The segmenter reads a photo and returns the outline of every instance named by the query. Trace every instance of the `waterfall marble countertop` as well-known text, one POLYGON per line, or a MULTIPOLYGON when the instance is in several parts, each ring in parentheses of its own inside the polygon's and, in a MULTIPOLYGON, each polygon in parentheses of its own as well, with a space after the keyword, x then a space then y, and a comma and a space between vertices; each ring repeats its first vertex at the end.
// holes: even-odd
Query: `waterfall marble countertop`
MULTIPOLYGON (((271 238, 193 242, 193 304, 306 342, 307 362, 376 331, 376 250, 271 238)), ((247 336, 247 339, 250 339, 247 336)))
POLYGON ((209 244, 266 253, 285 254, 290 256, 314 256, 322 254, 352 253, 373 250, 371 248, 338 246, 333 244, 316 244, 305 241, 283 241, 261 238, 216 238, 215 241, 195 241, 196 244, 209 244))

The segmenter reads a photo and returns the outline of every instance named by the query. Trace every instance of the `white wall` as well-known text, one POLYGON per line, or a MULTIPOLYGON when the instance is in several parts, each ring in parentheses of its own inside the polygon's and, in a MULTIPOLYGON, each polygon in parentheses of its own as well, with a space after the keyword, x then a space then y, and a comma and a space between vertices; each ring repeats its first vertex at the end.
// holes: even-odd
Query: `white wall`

++++++++++++++++++++

=== PROBLEM DESCRIPTION ===
Set the listing down again in full, exactly as it was given.

=== RESPONSE TO THIS EXERCISE ===
The segmenter reads a photo and returns the outline of every instance named by the query. Trace every instance of the `waterfall marble countertop` as well-known text, one POLYGON per line, or a MULTIPOLYGON when the instance is in several parts, each ring in parentheses of its own inside the polygon's and, in a MULTIPOLYGON, each polygon in parentheses of its own as well, with a space after the keyword, x then a space then y, and a comma and a space between vertices; each ring repeats its first vertex at the end.
// holes: even-odd
Query: `waterfall marble countertop`
MULTIPOLYGON (((271 238, 193 242, 193 304, 306 342, 307 362, 376 331, 376 250, 271 238)), ((247 336, 247 339, 250 339, 247 336)))
POLYGON ((209 244, 266 253, 285 254, 290 256, 314 256, 322 254, 352 253, 373 250, 371 248, 338 246, 333 244, 316 244, 305 241, 283 241, 261 238, 216 238, 215 241, 195 241, 196 244, 209 244))

The segmenter reads a photo and returns the outline of every instance named by the query. Trace every instance of the `white wall` as well-known text, one POLYGON per line, or a MULTIPOLYGON when the instance is in several parts, each ring in parentheses of its own inside the polygon's and, in a MULTIPOLYGON, each polygon in parentheses of its own as well, with a space after the keyword, x then a space then y, and a comma and a space between vertices; each ring repeats its first vertex at the end.
// holes: even-odd
Query: `white wall`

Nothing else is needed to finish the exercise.